• Task input:
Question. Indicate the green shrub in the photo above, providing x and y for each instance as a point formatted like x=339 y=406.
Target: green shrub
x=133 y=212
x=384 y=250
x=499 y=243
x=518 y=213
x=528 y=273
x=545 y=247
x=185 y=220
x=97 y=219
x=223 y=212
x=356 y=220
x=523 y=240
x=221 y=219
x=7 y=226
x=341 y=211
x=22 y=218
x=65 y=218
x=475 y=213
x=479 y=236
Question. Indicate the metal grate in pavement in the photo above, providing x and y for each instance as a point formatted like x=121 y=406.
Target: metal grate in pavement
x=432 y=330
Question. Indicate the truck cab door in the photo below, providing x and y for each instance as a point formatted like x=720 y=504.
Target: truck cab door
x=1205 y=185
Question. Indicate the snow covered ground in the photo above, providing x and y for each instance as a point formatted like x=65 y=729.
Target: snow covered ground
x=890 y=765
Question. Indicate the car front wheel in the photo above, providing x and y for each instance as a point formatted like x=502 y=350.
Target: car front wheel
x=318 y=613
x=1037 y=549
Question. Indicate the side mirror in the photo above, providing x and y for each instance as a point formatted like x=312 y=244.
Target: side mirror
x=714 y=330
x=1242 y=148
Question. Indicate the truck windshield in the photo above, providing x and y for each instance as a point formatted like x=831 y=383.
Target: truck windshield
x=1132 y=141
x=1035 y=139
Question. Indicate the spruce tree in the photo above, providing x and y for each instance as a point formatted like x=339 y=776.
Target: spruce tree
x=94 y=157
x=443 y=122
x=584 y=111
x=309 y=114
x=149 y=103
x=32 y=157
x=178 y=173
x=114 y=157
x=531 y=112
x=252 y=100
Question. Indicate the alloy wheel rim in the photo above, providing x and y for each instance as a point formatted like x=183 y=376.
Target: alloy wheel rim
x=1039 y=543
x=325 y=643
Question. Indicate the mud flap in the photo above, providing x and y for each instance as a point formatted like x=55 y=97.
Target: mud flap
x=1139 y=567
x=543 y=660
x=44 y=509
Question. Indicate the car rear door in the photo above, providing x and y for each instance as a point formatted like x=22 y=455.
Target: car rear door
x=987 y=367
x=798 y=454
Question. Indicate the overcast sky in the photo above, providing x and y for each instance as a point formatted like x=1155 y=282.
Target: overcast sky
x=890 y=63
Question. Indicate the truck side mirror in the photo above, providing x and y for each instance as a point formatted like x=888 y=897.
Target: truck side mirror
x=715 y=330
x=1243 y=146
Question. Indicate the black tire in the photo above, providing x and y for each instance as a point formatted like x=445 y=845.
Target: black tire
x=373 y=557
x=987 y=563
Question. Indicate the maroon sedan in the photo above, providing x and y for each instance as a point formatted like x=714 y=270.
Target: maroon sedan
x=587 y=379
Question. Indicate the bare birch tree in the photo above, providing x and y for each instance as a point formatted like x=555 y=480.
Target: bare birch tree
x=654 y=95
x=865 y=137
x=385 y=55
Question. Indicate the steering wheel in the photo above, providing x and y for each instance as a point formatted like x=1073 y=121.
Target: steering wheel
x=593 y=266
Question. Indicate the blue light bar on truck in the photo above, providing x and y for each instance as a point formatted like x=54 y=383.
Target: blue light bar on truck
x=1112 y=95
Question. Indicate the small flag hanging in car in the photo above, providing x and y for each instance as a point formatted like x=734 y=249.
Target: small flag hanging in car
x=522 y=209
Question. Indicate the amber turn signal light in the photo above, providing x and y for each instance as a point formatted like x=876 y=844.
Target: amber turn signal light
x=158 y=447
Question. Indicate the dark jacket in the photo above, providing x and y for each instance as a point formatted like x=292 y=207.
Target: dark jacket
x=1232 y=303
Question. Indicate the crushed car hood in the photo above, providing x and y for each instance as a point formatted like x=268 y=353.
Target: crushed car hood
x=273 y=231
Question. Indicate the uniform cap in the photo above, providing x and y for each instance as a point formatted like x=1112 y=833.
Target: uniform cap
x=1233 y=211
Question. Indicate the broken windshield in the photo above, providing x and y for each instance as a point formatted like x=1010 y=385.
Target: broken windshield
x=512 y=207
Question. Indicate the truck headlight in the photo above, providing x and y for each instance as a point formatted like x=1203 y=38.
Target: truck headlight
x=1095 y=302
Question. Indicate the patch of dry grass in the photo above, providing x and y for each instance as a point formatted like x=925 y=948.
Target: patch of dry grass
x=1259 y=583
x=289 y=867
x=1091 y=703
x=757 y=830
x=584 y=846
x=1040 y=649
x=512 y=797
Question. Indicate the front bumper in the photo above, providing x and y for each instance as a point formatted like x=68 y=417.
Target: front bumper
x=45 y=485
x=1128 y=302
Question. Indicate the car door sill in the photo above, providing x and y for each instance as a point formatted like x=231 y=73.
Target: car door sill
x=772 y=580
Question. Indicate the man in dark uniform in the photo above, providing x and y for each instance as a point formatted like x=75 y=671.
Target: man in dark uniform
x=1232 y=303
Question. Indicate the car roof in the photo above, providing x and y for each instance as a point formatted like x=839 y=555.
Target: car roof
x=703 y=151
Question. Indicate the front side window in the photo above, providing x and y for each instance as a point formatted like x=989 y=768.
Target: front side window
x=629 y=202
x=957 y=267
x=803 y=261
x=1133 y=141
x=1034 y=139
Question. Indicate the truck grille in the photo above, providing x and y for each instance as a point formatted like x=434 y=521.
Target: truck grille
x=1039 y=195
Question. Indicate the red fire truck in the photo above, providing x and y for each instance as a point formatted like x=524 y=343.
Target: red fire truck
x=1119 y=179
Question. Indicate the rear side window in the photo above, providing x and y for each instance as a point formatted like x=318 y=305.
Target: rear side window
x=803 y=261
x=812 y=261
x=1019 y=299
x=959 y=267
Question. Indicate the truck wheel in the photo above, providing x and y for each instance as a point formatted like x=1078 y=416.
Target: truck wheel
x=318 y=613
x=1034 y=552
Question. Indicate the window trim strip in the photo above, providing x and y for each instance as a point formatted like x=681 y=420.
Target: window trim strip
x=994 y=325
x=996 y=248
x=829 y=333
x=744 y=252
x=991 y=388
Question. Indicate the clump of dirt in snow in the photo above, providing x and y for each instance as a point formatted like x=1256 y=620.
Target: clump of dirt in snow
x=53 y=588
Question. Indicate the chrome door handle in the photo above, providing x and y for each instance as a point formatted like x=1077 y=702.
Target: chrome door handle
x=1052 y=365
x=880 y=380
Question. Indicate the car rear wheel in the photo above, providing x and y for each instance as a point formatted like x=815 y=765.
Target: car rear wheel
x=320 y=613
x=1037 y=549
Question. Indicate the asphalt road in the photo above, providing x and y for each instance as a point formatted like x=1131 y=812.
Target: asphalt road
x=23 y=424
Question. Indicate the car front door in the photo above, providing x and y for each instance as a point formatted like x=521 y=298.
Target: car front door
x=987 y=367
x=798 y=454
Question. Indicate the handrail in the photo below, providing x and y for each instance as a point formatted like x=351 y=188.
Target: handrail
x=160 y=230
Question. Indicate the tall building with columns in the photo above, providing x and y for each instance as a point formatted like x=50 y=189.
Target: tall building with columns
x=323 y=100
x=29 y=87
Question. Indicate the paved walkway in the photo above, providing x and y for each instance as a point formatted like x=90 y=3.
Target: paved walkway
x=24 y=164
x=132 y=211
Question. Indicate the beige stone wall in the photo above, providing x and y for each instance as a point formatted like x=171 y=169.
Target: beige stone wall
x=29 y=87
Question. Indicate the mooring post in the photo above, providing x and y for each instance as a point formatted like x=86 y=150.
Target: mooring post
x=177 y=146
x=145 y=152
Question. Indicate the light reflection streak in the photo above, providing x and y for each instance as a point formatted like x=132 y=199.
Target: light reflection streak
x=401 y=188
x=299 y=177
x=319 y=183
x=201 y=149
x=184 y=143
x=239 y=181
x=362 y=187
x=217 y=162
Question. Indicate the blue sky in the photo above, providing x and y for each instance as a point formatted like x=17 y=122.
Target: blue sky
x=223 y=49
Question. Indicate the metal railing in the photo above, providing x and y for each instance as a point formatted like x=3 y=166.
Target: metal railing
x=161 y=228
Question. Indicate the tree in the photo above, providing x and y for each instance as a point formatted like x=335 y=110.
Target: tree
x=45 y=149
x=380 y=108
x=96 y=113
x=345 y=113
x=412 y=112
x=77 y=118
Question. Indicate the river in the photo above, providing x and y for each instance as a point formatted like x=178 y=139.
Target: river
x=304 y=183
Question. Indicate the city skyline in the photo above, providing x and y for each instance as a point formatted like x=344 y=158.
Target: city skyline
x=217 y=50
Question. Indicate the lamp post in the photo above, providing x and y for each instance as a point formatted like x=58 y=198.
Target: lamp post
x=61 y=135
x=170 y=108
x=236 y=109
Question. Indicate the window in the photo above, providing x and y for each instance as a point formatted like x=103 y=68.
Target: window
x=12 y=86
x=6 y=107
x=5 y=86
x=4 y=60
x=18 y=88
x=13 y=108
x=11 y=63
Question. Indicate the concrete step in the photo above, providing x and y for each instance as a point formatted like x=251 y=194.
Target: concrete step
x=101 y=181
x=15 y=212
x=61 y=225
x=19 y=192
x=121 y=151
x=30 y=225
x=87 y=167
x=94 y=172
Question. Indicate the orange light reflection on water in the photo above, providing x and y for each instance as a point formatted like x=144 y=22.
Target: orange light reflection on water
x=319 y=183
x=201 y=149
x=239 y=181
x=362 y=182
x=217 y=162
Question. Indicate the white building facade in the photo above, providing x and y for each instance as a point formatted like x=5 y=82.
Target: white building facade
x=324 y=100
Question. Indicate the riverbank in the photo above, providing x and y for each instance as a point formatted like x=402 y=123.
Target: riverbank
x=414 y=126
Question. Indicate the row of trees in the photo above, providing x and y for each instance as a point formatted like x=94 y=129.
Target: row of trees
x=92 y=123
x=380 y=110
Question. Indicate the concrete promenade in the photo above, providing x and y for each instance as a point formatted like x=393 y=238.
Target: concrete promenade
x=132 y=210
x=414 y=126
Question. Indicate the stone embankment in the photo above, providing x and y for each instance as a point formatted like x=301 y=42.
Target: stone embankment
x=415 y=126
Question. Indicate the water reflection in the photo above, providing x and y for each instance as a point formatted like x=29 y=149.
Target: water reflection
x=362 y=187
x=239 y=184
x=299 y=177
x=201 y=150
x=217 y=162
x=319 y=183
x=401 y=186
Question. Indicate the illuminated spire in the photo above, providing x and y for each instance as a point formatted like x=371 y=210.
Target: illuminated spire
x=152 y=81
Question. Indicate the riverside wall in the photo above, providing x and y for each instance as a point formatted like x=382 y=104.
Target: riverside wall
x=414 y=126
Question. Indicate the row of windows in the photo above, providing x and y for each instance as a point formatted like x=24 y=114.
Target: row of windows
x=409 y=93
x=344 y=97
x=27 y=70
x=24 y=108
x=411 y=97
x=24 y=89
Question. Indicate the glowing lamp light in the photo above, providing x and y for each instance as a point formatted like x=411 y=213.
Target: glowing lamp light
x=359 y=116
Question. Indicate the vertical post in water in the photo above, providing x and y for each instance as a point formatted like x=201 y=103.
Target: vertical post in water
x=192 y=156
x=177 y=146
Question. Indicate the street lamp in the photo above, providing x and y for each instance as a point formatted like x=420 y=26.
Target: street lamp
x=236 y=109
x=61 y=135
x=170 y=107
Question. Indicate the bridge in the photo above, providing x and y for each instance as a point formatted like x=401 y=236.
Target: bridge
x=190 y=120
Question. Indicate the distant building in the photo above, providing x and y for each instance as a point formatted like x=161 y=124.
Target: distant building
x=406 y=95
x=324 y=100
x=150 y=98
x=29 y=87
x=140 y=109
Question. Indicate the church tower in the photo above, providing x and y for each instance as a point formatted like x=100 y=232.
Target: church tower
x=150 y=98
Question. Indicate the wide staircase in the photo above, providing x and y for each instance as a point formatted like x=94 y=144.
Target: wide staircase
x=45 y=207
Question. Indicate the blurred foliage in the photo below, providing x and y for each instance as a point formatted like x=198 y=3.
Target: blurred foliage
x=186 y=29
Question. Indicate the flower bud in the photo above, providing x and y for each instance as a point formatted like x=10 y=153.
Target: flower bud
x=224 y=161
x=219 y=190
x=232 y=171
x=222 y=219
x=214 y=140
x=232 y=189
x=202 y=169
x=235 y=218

• Exercise goal: Transcribe the lines above between the line holding "Target: mooring post" and the line holding "Question. Indicate the lamp", inclusive, exactly as they stand and with nothing added.

• Expected answer:
Target: mooring post
x=177 y=146
x=145 y=152
Question. Indicate the light reflection streak in the photo above, providing x and y for each instance as a point formatted like x=132 y=199.
Target: light reflection streak
x=401 y=188
x=299 y=177
x=319 y=183
x=201 y=149
x=184 y=143
x=239 y=181
x=362 y=187
x=217 y=162
Question. Indicate the blue sky in the photo above, providing x and y for each instance as a point formatted like x=17 y=122.
Target: blue sky
x=223 y=49
Question. Indicate the metal railing in the photo above, providing x and y for each instance as a point formatted like x=3 y=166.
Target: metal railing
x=161 y=228
Question. Indicate the tree in the photo above, providing x and y for each instance as a point formatted like x=335 y=110.
Target: tree
x=45 y=149
x=380 y=108
x=96 y=113
x=345 y=113
x=412 y=112
x=77 y=118
Question. Indicate the river in the photo above, providing x and y for each instance as a point formatted like x=178 y=139.
Target: river
x=304 y=183
Question. Indicate the city skyline in the photo above, providing x and y for each instance as a point formatted like x=344 y=158.
Target: city skyline
x=217 y=50
Question. Indicate the lamp post in the photo above, providing x and y for each instance as a point formatted like x=58 y=198.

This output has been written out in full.